Working from the material below, print the lines from the line holding "Phrase: white building facade" through its final line, inclusive, exactly and with nothing else; pictures are excluded.

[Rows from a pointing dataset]
+++

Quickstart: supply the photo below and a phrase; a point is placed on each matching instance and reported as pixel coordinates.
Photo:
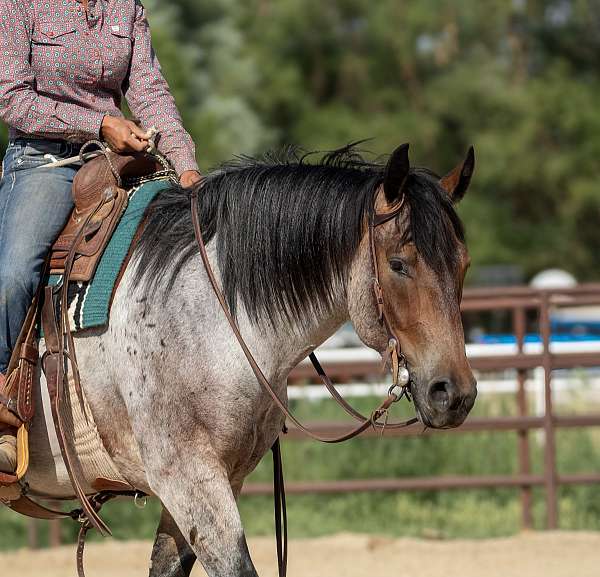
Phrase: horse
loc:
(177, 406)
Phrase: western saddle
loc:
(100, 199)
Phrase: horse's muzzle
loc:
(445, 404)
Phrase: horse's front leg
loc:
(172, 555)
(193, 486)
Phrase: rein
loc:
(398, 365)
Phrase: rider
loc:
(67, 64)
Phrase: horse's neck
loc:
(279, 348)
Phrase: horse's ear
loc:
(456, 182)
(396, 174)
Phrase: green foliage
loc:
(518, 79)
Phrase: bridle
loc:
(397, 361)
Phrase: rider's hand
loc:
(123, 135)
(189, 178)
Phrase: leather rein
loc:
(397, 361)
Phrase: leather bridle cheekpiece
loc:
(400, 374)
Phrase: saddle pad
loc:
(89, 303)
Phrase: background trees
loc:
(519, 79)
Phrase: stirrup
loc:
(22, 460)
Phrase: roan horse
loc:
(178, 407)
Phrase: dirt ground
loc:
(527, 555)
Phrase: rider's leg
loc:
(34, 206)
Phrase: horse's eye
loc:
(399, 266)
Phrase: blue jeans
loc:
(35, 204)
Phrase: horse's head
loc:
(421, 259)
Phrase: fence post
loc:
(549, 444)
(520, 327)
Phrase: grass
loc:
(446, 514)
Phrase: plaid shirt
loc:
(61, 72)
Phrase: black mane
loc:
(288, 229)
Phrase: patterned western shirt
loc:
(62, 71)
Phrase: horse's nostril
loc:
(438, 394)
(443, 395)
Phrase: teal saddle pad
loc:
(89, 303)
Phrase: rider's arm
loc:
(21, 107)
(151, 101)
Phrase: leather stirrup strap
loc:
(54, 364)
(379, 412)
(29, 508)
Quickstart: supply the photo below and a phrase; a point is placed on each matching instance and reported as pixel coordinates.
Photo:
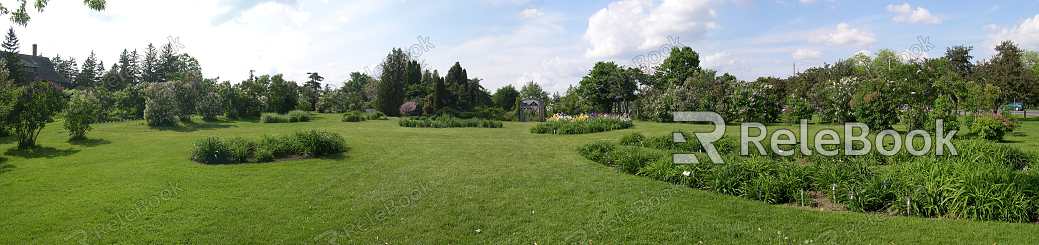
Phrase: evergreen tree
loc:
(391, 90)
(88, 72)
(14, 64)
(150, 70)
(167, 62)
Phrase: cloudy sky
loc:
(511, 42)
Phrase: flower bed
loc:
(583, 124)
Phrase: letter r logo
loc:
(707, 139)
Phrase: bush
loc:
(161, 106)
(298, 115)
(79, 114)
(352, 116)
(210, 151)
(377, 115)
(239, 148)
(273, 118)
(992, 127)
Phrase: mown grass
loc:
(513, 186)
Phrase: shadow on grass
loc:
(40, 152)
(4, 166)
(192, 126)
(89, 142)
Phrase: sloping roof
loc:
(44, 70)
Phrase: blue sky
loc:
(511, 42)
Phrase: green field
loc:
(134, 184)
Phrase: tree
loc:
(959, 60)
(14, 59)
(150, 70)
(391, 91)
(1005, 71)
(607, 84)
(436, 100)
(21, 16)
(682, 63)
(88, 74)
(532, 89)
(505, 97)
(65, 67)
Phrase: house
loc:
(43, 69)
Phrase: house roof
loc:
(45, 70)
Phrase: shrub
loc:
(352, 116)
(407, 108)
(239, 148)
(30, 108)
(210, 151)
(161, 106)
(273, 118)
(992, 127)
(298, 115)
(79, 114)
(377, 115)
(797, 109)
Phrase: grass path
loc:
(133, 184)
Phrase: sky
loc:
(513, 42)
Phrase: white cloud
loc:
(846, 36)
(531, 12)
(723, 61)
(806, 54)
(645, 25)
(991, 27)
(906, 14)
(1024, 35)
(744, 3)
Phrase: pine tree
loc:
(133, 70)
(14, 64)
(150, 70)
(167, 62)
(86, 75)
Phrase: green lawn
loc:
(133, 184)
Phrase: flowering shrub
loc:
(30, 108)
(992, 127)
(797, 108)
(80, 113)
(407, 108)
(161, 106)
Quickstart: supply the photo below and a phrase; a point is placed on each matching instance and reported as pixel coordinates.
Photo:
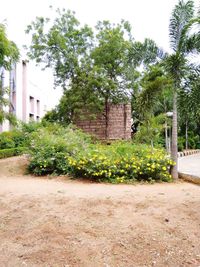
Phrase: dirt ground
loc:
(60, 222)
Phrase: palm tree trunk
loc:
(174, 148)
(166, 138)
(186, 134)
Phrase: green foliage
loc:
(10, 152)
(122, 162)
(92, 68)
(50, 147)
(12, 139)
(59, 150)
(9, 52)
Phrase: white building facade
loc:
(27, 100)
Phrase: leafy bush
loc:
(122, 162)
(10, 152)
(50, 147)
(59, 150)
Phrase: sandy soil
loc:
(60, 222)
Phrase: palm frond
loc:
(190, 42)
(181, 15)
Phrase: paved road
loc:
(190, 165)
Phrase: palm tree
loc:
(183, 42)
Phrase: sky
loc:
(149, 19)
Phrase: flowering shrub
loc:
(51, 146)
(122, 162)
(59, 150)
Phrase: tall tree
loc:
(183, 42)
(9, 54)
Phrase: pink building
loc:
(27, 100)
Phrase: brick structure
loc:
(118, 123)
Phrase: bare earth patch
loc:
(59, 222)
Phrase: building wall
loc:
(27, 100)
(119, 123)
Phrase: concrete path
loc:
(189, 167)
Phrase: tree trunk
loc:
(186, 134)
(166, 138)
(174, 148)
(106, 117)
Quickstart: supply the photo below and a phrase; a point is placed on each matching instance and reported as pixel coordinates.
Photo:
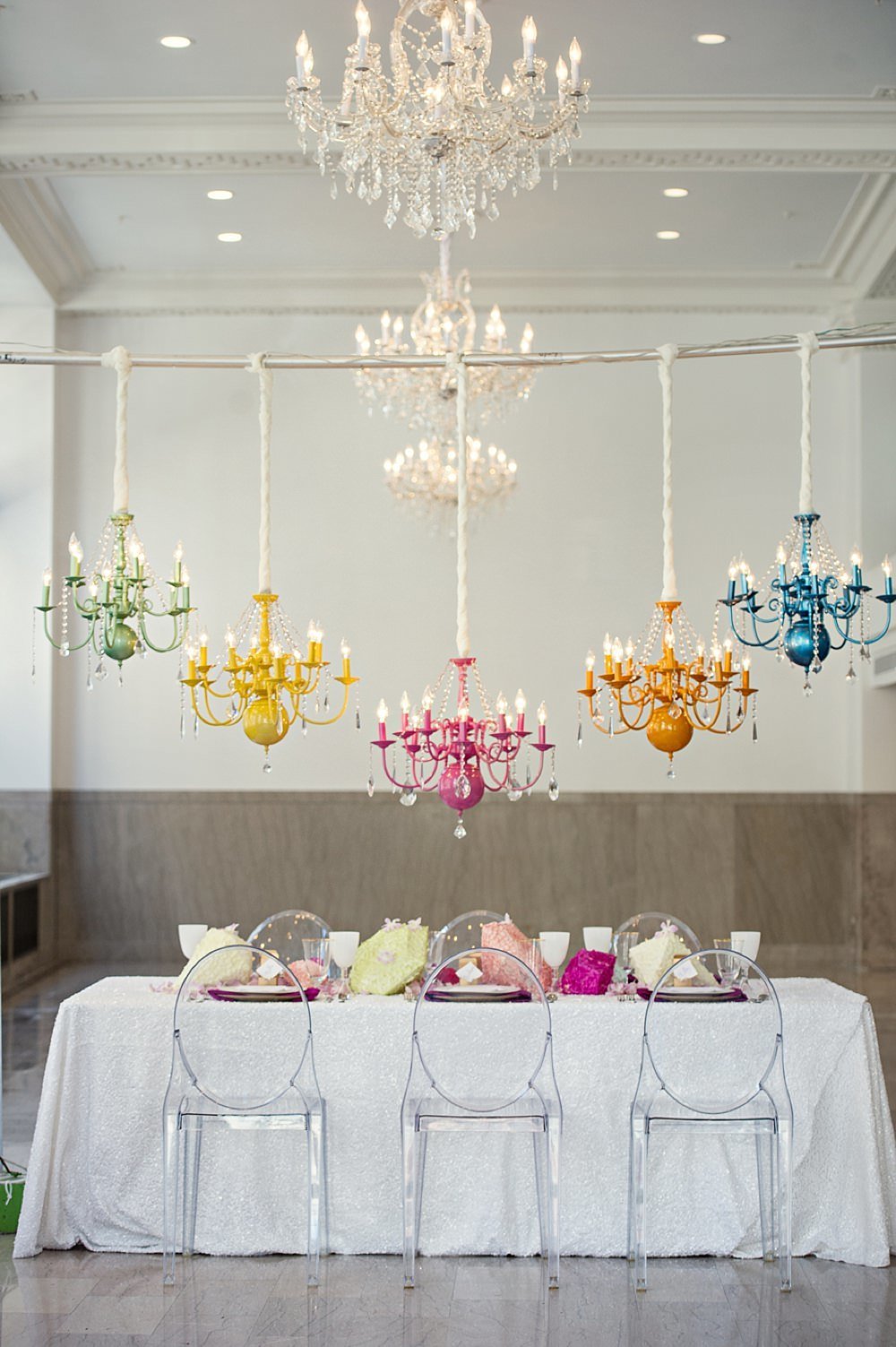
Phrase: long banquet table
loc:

+++

## [Answer below]
Phrase: white building facade
loc:
(27, 100)
Phrase: leafy bush
loc:
(122, 162)
(10, 152)
(50, 147)
(59, 150)
Phrase: sandy soil
loc:
(60, 222)
Phrase: palm frond
loc:
(190, 42)
(181, 15)
Phrase: paved road
loc:
(190, 165)
Phrase: palm tree
loc:
(183, 42)
Phrase: sky
loc:
(149, 19)
Phrase: flowering shrub
loc:
(51, 146)
(122, 162)
(59, 150)
Phrase: tall tree
loc:
(183, 42)
(9, 54)
Phrase: pink building
loc:
(27, 100)
Phrase: brick structure
loc:
(118, 123)
Phrase: bare earth patch
loc:
(59, 222)
Phrase: building wall
loc:
(27, 100)
(119, 123)
Phrase: concrete path
loc:
(189, 167)
Phrase: tree trunk
loc:
(186, 134)
(166, 138)
(174, 148)
(106, 117)
Quickstart: supply the photo below and a phrase; a point is placed on each matching instance and reported as pixel coordinates.
Photo:
Phrase: long banquet table
loc:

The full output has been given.